• Stated task:
Convert every line of all the rows below into a Markdown table with the columns Number and Line, skipping blank lines. Leave the pictures out of the answer.

Entries from a point annotation set
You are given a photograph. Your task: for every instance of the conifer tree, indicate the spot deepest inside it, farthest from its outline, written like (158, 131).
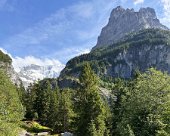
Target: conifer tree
(90, 107)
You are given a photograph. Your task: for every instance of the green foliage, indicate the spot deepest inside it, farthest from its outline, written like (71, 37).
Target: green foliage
(65, 112)
(141, 106)
(11, 109)
(89, 106)
(50, 106)
(101, 59)
(35, 127)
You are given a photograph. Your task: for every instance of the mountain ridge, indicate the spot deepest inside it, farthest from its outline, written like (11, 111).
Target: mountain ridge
(123, 21)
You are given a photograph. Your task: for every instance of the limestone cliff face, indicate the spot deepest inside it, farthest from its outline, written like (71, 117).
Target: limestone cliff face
(136, 52)
(123, 21)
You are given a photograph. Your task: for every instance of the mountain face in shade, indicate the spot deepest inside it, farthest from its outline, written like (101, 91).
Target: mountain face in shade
(123, 21)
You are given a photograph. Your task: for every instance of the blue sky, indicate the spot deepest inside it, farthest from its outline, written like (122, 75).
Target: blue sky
(60, 29)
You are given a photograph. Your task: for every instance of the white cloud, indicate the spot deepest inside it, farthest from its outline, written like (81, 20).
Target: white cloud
(138, 1)
(74, 25)
(166, 8)
(5, 52)
(19, 63)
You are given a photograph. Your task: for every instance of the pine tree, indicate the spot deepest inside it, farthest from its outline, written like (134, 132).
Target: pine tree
(42, 101)
(65, 111)
(90, 107)
(11, 109)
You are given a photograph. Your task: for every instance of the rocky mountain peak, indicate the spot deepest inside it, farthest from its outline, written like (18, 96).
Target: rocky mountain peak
(123, 21)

• Finished answer:
| Number | Line |
|---|---|
| 1 | You are given a photograph. Your task: for every instance of the conifer tree, indicate the spot deepest inside it, farthest from its outline, written like (158, 131). |
| 2 | Target: conifer tree |
| 3 | (90, 107) |
| 4 | You are given a photograph. Your task: for every instance of the green foliage, indicate the spot deepest inside it, farthest from its outline, written like (71, 37). |
| 5 | Target: green foliage |
| 6 | (65, 112) |
| 7 | (141, 106) |
| 8 | (11, 109) |
| 9 | (89, 106) |
| 10 | (50, 106) |
| 11 | (101, 59) |
| 12 | (35, 127) |
| 13 | You are given a photograph. Your task: for every instance of the mountain ridge, indicate the spot deepest inside it, farthest from its outline, written like (11, 111). |
| 14 | Target: mountain ridge |
| 15 | (123, 21) |
| 16 | You are given a photograph. Your task: for every instance of the limestone cliff face, indicate the spot deepest inside it, farthest from its outline, written like (71, 117). |
| 17 | Target: limestone cliff face |
| 18 | (136, 52) |
| 19 | (123, 21) |
| 20 | You are given a photograph. Your task: for every instance of the mountain face in shade, indicate the spot deepest inside it, farthest from its outline, written like (101, 91). |
| 21 | Target: mountain face in shade |
| 22 | (123, 21) |
| 23 | You are given a photograph. Your task: for every instance of the blue sky, indicate the spot deepest inside it, farthest from its outline, written like (122, 75). |
| 24 | Target: blue sky |
| 25 | (60, 29) |
| 26 | You are given a photograph. Your task: for every instance of the white cloud, indicate the spot deepest inside it, farthest from its outline, written like (81, 20). |
| 27 | Target: white cloud |
| 28 | (138, 1) |
| 29 | (74, 25) |
| 30 | (166, 8) |
| 31 | (5, 52) |
| 32 | (19, 63) |
| 33 | You are given a photograph. Your task: for every instance of the pine tree, indicate the spot deepest inside it, farthest from its outline, written like (134, 132). |
| 34 | Target: pine tree |
| 35 | (42, 101) |
| 36 | (65, 111) |
| 37 | (90, 107) |
| 38 | (11, 109) |
| 39 | You are given a photograph. Your task: for every instance of the rocky mountain peak, indicate the spot deepest inside it, farthest from its outline, written like (18, 96). |
| 40 | Target: rocky mountain peak |
| 41 | (123, 21) |